> TEXTE FOURNI
Près d'un an après l'agression du couturier chinois en banlieue parisienne, «Libération» a eu accès au dossier et a pu reconstituer les faits et le profil des mis en examen.
par Gurvan Kristanadjaja
publié le 27 juillet 2017 à 10h45

L'affaire est devenue le symbole de la stigmatisation des personnes d'origine asiatique à Paris. Le 7 août 2016, la mort de Chaolin Zhang, un couturier chinois de 49 ans décédé après un vol violent perpétré par trois jeunes hommes, a suscité la colère de la population et des associations. Dans les rues d'Aubervilliers puis à Paris, des milliers de personnes ont manifesté pour réclamer davantage de sécurité. On a attribué à cette agression les mots de «racisme ordinaire». Le 20 juillet, la circonstance aggravante de racisme a d'ailleurs été retenue. Un an après les faits, Libération, qui a eu accès au dossier, reconstitue le déroulé et revient sur le profil des accusés.

«Dims le meurtrier»

Après le vol, il faudra attendre deux semaines pour que l'enquête s'accélère. Le 25 août 2016, alors qu'aucun des suspects n'a été encore interpellé, une source anonyme confie aux enquêteurs qu'un jeune homme d'une cité voisine se fait appeler «le meurtrier» depuis le décès du couturier. Il se vanterait même d'être l'auteur de l'agression. Des recherches sur son compte Facebook permettent à la police de l'identifier : M., 19 ans, est déjà connu des services pour un vol à l'arraché en janvier 2016. Son profil s'étaye au gré des renseignements recueillis : sans emploi, il pratique la boxe et vit chez sa mère. En raison de problèmes de santé et à cause d'ennuis judiciaires, il a dû quitter le deuxième régiment de dragons de l'armée. Au moment des faits, il est donc inscrit à Pôle Emploi. Il enregistre aussi des morceaux de rap sous le nom de «Dims le meurtrier». Dans l'un d'eux, publié sur YouTube en juillet 2016, on le voit notamment lancer : «On la ferme quitte à prendre du ferme […] Bien garni en vol aggravé, ton blase gravé en GAV.»

> DONNÉES AFFICHÉES

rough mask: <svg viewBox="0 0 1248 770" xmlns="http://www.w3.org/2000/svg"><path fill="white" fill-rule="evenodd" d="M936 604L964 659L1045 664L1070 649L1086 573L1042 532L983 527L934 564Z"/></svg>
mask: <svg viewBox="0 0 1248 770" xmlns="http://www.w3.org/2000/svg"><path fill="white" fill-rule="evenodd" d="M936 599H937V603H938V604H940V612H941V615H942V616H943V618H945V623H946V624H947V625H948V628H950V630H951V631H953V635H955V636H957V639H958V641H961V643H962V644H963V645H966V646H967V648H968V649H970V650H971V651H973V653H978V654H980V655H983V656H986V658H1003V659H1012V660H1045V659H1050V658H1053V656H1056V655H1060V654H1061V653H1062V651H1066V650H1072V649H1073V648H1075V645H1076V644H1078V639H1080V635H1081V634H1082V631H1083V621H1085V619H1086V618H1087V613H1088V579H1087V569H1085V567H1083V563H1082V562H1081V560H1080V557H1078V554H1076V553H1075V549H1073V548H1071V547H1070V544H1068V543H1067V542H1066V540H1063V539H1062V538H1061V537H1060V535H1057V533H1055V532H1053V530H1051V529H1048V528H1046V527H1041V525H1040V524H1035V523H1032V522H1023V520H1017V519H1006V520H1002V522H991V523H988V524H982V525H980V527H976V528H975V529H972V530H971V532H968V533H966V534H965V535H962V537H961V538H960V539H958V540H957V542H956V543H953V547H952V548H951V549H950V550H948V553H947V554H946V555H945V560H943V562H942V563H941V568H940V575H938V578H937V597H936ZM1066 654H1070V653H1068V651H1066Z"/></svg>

> CONSIGNE 1
Reproduisez à l'identique le passage du texte fourni qui commence par « L'affaire est devenue » et se poursuit jusqu'à « profil des accusés. ».
> CONSIGNE 2
D'après le texte fourni, les affirmations suivantes sont-elles exactes ? Pour chacune, répondez par oui ou par non et citez les mots du texte qui permettent de trancher.
(a) Chaolin Zhang avait 49 ans lorsqu'il est mort.
(b) Au moment des faits, M. occupait un emploi.
(c) Le 20 juillet, la circonstance aggravante de racisme a été écartée.
Servez-vous uniquement du texte fourni, sans rien y ajouter.

> RÉPONSE 1
L'affaire est devenue le symbole de la stigmatisation des personnes d'origine asiatique à Paris. Le 7 août 2016, la mort de Chaolin Zhang, un couturier chinois de 49 ans décédé après un vol violent perpétré par trois jeunes hommes, a suscité la colère de la population et des associations. Dans les rues d'Aubervilliers puis à Paris, des milliers de personnes ont manifesté pour réclamer davantage de sécurité. On a attribué à cette agression les mots de «racisme ordinaire». Le 20 juillet, la circonstance aggravante de racisme a d'ailleurs été retenue. Un an après les faits, Libération, qui a eu accès au dossier, reconstitue le déroulé et revient sur le profil des accusés.

> RÉPONSE 2
(a) Oui : « un couturier chinois de 49 ans ».
(b) Non : « sans emploi, il pratique la boxe et vit chez sa mère ».
(c) Non : « Le 20 juillet, la circonstance aggravante de racisme a d'ailleurs été retenue. »